[Collected data]
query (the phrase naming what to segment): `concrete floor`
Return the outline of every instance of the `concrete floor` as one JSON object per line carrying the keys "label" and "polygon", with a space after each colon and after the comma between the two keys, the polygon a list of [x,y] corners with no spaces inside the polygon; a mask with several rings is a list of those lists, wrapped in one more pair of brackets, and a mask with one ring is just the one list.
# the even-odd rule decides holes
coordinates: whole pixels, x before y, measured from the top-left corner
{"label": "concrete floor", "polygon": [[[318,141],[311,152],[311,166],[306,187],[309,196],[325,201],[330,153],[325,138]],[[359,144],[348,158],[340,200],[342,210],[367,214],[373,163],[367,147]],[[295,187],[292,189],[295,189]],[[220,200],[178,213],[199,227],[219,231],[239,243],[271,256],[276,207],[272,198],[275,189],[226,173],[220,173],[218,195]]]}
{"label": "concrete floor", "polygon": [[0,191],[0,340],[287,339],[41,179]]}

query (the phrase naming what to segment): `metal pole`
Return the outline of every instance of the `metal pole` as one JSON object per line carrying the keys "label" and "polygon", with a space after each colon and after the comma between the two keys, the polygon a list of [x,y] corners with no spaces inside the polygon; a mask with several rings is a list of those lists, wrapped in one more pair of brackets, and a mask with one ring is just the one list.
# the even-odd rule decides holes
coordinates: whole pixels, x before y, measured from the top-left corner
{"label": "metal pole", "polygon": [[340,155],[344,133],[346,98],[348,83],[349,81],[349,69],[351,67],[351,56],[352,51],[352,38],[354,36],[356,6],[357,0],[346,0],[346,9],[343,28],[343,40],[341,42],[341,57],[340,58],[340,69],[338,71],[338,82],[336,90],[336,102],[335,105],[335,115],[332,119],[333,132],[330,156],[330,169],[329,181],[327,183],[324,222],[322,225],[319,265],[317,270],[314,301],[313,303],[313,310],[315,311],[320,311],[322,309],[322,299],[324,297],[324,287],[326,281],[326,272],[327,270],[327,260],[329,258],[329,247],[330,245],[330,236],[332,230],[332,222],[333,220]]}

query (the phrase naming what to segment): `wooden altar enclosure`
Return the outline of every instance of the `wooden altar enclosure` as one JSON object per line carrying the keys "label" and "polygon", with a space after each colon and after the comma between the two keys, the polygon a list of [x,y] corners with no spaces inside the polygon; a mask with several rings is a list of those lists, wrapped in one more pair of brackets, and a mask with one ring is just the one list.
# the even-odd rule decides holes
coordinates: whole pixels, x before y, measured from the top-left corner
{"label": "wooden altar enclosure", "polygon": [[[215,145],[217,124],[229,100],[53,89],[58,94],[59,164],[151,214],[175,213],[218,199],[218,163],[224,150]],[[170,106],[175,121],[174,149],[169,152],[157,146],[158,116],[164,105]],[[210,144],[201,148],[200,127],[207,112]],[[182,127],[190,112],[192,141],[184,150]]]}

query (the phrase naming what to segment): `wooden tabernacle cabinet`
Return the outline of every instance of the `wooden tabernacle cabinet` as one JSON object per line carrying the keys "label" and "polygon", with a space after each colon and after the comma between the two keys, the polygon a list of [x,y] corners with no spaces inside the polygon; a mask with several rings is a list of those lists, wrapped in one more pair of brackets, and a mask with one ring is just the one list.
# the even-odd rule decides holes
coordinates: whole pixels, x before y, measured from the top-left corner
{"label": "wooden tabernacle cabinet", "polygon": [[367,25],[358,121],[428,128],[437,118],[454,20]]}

Given task: Tally the lines in the listing above that contain the string "phrase", treating uppercase and lowercase as distinct, and give only the number.

Result of this exercise: 4